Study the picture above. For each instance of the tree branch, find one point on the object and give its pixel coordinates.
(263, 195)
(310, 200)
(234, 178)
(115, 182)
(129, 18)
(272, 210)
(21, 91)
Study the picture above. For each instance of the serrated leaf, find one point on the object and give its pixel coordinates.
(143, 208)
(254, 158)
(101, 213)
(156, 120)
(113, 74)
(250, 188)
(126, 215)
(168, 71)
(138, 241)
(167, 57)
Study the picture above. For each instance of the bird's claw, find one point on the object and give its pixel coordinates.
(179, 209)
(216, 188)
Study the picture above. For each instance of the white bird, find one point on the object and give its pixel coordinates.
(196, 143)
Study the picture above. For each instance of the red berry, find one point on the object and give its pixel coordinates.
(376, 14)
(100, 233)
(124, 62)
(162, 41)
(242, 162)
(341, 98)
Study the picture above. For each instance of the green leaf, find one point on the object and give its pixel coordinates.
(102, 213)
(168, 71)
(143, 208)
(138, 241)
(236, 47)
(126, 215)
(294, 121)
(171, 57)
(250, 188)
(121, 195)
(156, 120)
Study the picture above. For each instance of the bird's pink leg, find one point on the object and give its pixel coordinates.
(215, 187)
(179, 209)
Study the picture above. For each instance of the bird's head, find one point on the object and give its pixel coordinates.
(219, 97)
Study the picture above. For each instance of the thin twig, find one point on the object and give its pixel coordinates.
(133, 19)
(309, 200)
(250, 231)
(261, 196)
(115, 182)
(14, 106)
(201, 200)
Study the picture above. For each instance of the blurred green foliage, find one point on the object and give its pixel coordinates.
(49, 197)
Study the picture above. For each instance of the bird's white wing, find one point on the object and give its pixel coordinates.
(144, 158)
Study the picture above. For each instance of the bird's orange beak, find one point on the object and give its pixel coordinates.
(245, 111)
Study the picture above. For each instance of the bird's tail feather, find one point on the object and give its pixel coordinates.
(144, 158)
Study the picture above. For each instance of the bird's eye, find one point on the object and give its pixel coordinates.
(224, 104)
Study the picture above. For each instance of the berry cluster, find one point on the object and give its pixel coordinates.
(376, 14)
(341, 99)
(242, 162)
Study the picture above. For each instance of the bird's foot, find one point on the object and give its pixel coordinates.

◇ ◇ ◇ ◇

Prompt -> Repeat all of the records above exactly as written.

Final answer ->
Study the picture above. For each instance of the tree branch, find one point on the object and give its pixel coordinates.
(263, 195)
(310, 200)
(234, 178)
(115, 182)
(129, 18)
(272, 210)
(21, 91)
Study the picture above. For each instance of the serrated leaf, find one point on the object and give its pixel coordinates.
(143, 208)
(254, 158)
(101, 213)
(156, 120)
(113, 74)
(250, 188)
(126, 215)
(168, 71)
(138, 241)
(167, 57)
Study the picture above. For each instance of the bird's claw, find one point on the object and give its pixel coordinates.
(179, 209)
(216, 188)
Study the picture above. For each instance of the white bird, find one point on the object and give its pixel coordinates.
(196, 143)
Study the picture above. For each instance of the red berry, find one point on the object and give its pixel coordinates.
(376, 14)
(100, 233)
(124, 62)
(162, 41)
(242, 162)
(341, 98)
Study the picture above. For each instance of the green leaf, find one point on the object and give its pixel coordinates.
(102, 213)
(168, 71)
(143, 208)
(138, 241)
(236, 47)
(126, 215)
(294, 121)
(171, 57)
(250, 188)
(121, 195)
(156, 120)
Study the picture above. For each instance of the bird's pink leg, find one point on the object and give its pixel coordinates.
(215, 187)
(179, 209)
Study the picture above. For each instance of the bird's head, find one point on the object and give its pixel coordinates.
(219, 97)
Study the picture above. For each instance of the thin twig, find one point on the object and give its pixel coordinates.
(133, 19)
(309, 200)
(250, 231)
(261, 196)
(115, 182)
(14, 106)
(201, 200)
Study the picture above. For each instance of the blurred green foliage, find one point on the object and give its pixel coordinates.
(49, 197)
Study the picture above. For each instance of the bird's white wing, find one point on the object and give its pixel coordinates.
(144, 158)
Study the picture above. For each instance of the bird's orange beak, find one point on the object and give its pixel coordinates.
(245, 111)
Study the picture above. For each instance of the bird's tail feather, find one point on the object and give its pixel coordinates.
(144, 158)
Study the picture above. For each instance of the bird's eye, find one point on the object and give its pixel coordinates.
(224, 104)
Study the picture above. For each instance of the berry cluster, find one point on the object and give its pixel coordinates.
(376, 14)
(341, 99)
(242, 162)
Study the picture above. For each instance of the bird's foot, find one point on the object and give its pixel coordinates.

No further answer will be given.